QUOTED TEXT:
Arvind Subramanian: when economists start talking like politicians, we have a problem


During the course of the last financial year, the finance minister Arun Jaitley, repeatedly kept asking the Reserve Bank of India (RBI) to start cutting the repo rate. Repo rate is the rate at which RBI lends to banks and acts as a sort of a benchmark to the interest rates that banks pay for their deposits and in turn charge on their loans.

The RBI finally cut the repo rate twice between January and March 2015. But this hasn’t been enough to get bank lending to start growing at a much faster pace. As of the end of October 2014, lending by banks over a one year period had grown by 11.2%. As of March 20, 2015, lending by banks over a one year period had grown by 8.6%. This, despite the fact that the RBI cut the repo rate twice between January and March by a total of 50 basis points (one basis point is one hundredth of a percentage) to 7.5%.

As I have often explained in the past, a fall in interest rate does not always spur consumption or lead to increased borrowing by corporate firms. As John Kenneth Galbraith points out in The Economics of Innocent Fraud: “If in recession the interest rate is lowered by the central bank, the member banks are counted on to pass the lower rate along to their customers, thus encouraging them to borrow. Producers will thus produce goods and services, buy the plant and machinery they can afford now and from which they can make money, and consumption paid for by cheaper loans will expand.”

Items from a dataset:
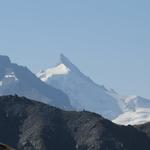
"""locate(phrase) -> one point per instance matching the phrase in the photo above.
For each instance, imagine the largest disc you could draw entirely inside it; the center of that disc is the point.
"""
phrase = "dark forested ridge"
(30, 125)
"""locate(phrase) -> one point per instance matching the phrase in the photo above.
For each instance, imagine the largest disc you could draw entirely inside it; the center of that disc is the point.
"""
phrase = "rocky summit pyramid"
(86, 94)
(15, 79)
(82, 91)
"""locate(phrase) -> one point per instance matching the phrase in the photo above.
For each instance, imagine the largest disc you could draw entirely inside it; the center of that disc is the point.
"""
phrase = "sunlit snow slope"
(85, 94)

PROBLEMS:
• 1. Decide whether each statement below agrees with the article on the repo rate, answering yes or no and quoting the words of the article that settle it. (a) The RBI cut the repo rate twice between January and March 2015. (b) After those cuts, the repo rate stood at 8%. (c) Bank lending over a one-year period grew faster as of March 20, 2015, than as of the end of October 2014.
• 2. Write the next part of the article on the repo rate and bank lending, picking up right after its final sentence.

RESPONSES PER TASK:
• 1.
(a) Yes: "The RBI finally cut the repo rate twice between January and March 2015."
(b) No: "by a total of 50 basis points (one basis point is one hundredth of a percentage) to 7.5%."
(c) No: "As of the end of October 2014, lending by banks over a one year period had grown by 11.2%. As of March 20, 2015, lending by banks over a one year period had grown by 8.6%."

• 2.
But things play out a little differently in the real world. “The difficulty is that this highly plausible, wholly agreeable process exists only in well-established economic belief and not in real life. The belief depends on the seemingly persuasive theory and on neither reality nor practical experience. Business firms borrow when they can make money and not because interest rates are low, Galbraith points out.

Also, by taking about the RBI needing to cut the repo rate, over and over again, the impression that the finance ministry tries to send out is that the RBI is holding back economic growth. And that is really not true. If India has to grow at a much faster rate, then interest rates are just a very small part of the overall puzzle.
There is a lot that needs to be set right at the level of the government—from reforming labours laws to improving the ease of doing business to ensuring that the subsidies offered by the government reach the right people and are not stolen as they go down the system.

Over and above this, there are many projects stalled due to land acquisition issues, lack of environmental clearance or simply the fact that the firm carrying out the project is highly indebted. There is nothing that the RBI can do about these things. It can just hope to set interest rates.

Subramanian also went on to say that: “China is now cutting the interest rate quite aggressively in response to its growth slowing down…We need to respond accordingly.” This is a convenient use of facts as they are.

The People’s Bank of China has cut interest rates thrice since November 2014. In November last year, the Chinese central bank cut the one year benchmark deposit and lending rates by 25 basis points and 40 basis points to 2.75% and 5.6% respectively. There was another small change it carried out, which Subramanian did not talk about in the general statement that he made.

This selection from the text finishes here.